Work to be completed> Only the lines from the line containing "of the soft" to the end of the entries should be repeated, exactly as they appear.

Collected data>
════════

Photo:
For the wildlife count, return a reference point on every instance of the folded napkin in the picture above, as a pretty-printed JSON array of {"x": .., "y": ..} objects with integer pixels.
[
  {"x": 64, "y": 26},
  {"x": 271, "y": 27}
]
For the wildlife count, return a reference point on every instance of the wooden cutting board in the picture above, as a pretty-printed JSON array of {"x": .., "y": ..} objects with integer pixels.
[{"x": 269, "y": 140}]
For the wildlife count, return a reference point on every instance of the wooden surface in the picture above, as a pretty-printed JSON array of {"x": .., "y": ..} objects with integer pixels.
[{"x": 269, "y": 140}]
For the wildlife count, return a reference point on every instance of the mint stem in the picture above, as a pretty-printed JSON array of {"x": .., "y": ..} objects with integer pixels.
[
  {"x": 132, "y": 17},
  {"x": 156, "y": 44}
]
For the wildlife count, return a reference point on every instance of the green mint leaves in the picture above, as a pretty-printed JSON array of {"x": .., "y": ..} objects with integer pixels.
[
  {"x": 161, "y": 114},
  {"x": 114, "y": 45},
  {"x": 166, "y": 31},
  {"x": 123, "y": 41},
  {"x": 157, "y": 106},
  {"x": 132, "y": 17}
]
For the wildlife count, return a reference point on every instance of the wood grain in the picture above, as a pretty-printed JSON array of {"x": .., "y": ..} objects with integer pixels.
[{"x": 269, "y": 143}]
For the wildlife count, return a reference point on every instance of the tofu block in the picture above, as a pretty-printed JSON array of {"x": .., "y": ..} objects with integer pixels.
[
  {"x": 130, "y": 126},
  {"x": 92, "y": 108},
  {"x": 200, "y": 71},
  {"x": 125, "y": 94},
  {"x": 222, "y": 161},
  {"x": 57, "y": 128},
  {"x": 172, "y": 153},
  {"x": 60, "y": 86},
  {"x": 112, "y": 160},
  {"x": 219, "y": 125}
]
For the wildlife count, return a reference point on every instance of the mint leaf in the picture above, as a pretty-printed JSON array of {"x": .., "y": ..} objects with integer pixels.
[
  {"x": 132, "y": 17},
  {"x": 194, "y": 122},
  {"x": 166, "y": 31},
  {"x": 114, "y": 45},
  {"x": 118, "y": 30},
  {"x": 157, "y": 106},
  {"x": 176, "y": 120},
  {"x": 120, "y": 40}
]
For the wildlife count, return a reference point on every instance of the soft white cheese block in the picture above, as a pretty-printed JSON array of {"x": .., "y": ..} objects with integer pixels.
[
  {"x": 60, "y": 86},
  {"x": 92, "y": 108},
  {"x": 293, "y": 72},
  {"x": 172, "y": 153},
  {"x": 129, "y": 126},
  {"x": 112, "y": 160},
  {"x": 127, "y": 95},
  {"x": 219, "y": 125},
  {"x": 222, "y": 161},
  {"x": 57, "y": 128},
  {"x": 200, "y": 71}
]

════════

Task answer>
For the wildlife count, return a reference point on every instance of the soft white cheese block in the picture above, as a pretty-printed JSON array of {"x": .., "y": ..} objects with integer pixels.
[
  {"x": 60, "y": 86},
  {"x": 92, "y": 108},
  {"x": 293, "y": 72},
  {"x": 172, "y": 153},
  {"x": 129, "y": 126},
  {"x": 112, "y": 160},
  {"x": 127, "y": 95},
  {"x": 219, "y": 125},
  {"x": 222, "y": 161},
  {"x": 57, "y": 128},
  {"x": 200, "y": 71}
]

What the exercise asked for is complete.